## WHAT IS ASKED:
- A) Please list every place name that appears in the passage on Canning and Erskine.
- B) Decide whether each statement agrees with the passage on Canning and Erskine, and answer yes or no with the deciding words quoted.
(i) Canning wrote his despatch on the "Chesapeake" arrangement on May 22.
(ii) Erskine fulfilled one of the three conditions Canning had imposed.
(iii) Canning repudiated the rest of the arrangement on the same day as the "Chesapeake" settlement.

====== DOCUMENT SEGMENT

Canning addressed himself first to the simpler task. May 22, a
few hours after receiving the despatches from Washington, he wrote
a despatch to Erskine in regard to the “Chesapeake” arrangement.
[71] He reminded Erskine that his instructions had required the formal
exclusion of French war-vessels and the formal withdrawal of the
“Chesapeake” proclamation before any arrangement should be
concluded. Not only had these conditions been neglected, but two
other less serious errors had been made.
Variations from the rigor of instructions might be ground for
reproving Erskine, but could hardly excuse a disavowal of the
compact; yet the compact was disavowed. An impression was
general that the Ministry were disposed to ratify it, but were withheld
by the paragraph in Robert Smith’s letter defining what was due from
his Britannic Majesty to his own honor. Milder Foreign Secretaries
than George Canning would have found themselves obliged to take
notice of such a reflection, and Canning appeared at his best when
his adversaries gave him an excuse for the lofty tone he liked to
assume.
“It remains for me,” he continued, “to notice the expressions, so full
of disrespect to his Majesty, with which that note concludes; and I am
to signify to you the displeasure which his Majesty feels that any
minister of his Majesty should have shown himself so far insensible of
what is due to the dignity of his sovereign as to have consented to
receive and transmit a note in which such expressions were
contained.”
Canning was hardly the proper person to criticise Robert Smith’s
disrespectful expressions, which, whatever their intention, failed to
be nearly as offensive as many of his own; but this was a matter
between himself and Erskine. Even after granting the propriety of his
comment, diplomatic usage seemed to require that some demand of
explanation or apology from the American government should
precede the rejection of an engagement otherwise satisfactory; but
no such step was in this case taken through Erskine. His settlement
of the “Chesapeake” outrage was repudiated without more words,
and the next day Canning repudiated the rest of the arrangement.
Nothing could be easier than to show that Erskine had violated
his instructions more plainly in regard to the Orders in Council than
in regard to the “Chesapeake” affair. Of the three conditions imposed
by Canning, not one had been fulfilled. The first required the repeal
of all Non-intercourse Acts against England, “leaving them in force
with respect to France;” but Erskine had doubly failed to secure it:[72]

“As the matter at present stands before the world in your official
correspondence with Mr. Smith, the American government would be at
liberty to-morrow to repeal the Non-intercourse Act altogether, without
infringing the agreement which you have thought proper to enter into
on behalf of his Majesty; and if such a clause was thought necessary
to this condition at the time when my instructions were written, it was
obviously become much more so when the Non-intercourse Act was
passed for a limited time. You must also have been aware at the time
of making the agreement that the American government had in fact
formally exempted Holland, a Power which has unquestionably
‘adopted and acted under the Decrees of France,’ from the operation
of the Non-intercourse Act,—an exemption in direct contravention of
the condition prescribed to you, and which of itself ought to have
prevented you from coming to any agreement whatever.”

============
====== RECORD EXTRACTS

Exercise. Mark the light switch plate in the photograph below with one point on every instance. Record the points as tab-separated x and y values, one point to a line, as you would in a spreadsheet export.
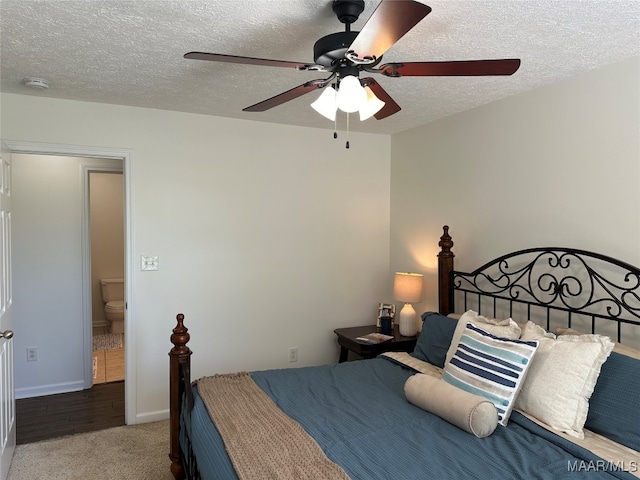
149	262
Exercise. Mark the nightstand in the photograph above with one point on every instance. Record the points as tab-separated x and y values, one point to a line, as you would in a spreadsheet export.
347	341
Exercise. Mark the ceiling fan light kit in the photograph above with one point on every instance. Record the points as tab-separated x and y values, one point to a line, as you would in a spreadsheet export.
326	104
345	54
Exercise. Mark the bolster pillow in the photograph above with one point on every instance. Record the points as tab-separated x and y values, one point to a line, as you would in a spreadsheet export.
471	413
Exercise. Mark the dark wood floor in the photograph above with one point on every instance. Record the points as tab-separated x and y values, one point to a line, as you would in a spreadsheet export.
41	418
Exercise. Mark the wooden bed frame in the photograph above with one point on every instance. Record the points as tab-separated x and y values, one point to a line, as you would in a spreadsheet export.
556	286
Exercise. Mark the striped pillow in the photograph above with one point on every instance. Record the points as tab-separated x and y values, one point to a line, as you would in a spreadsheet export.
490	366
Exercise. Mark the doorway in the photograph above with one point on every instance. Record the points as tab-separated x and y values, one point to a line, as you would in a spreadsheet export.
62	334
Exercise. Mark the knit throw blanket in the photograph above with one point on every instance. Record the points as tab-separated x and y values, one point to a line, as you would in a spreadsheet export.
261	440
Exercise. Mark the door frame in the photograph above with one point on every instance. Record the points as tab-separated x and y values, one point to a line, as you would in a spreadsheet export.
126	155
87	294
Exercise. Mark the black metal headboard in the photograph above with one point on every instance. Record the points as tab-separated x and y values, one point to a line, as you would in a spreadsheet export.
553	286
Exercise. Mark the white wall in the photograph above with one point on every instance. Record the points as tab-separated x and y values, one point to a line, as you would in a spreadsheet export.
558	165
268	236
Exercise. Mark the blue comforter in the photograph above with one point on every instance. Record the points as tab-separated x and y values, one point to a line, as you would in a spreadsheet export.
358	414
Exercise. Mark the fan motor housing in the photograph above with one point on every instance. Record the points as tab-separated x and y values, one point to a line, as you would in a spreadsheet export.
329	50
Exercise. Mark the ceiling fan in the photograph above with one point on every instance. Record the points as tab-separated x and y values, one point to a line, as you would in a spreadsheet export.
346	54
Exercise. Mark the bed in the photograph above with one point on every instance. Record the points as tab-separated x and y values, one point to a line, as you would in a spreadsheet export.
571	410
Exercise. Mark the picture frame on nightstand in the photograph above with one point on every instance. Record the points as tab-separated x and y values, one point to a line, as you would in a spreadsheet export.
386	310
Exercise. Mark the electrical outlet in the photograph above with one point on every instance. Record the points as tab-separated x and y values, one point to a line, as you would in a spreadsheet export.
32	354
293	354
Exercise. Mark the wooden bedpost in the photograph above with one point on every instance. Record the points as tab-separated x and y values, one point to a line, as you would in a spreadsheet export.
445	269
179	373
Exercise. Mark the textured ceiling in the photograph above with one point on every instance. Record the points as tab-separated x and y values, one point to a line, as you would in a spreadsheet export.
130	52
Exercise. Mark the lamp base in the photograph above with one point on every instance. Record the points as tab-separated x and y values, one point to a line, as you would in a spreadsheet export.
407	321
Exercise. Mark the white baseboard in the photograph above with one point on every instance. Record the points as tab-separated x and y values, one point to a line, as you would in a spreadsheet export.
52	389
149	417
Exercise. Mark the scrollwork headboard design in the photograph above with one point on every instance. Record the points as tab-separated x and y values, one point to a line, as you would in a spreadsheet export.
552	285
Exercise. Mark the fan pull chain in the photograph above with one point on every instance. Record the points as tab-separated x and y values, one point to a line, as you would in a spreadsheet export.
347	144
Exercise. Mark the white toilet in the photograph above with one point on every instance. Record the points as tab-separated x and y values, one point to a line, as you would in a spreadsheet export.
113	297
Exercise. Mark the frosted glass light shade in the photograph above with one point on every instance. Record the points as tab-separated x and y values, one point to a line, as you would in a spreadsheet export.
407	287
351	96
371	106
326	104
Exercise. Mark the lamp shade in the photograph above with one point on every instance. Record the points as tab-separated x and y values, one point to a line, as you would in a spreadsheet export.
407	287
326	104
351	95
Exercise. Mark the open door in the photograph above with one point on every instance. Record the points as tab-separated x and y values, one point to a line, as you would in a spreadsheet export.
7	389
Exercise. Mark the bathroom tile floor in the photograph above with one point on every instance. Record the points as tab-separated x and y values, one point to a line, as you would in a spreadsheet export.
50	416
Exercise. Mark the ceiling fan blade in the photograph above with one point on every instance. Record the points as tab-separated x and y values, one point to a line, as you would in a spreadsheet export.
218	57
285	96
390	105
452	68
388	24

============

## RESPONSES FOR EACH TASK:
- A) Washington, England, France, Holland

- B)
(i) Yes: "May 22, a few hours after receiving the despatches from Washington, he wrote a despatch to Erskine in regard to the “Chesapeake” arrangement."
(ii) No: "Of the three conditions imposed by Canning, not one had been fulfilled."
(iii) No: "the next day Canning repudiated the rest of the arrangement."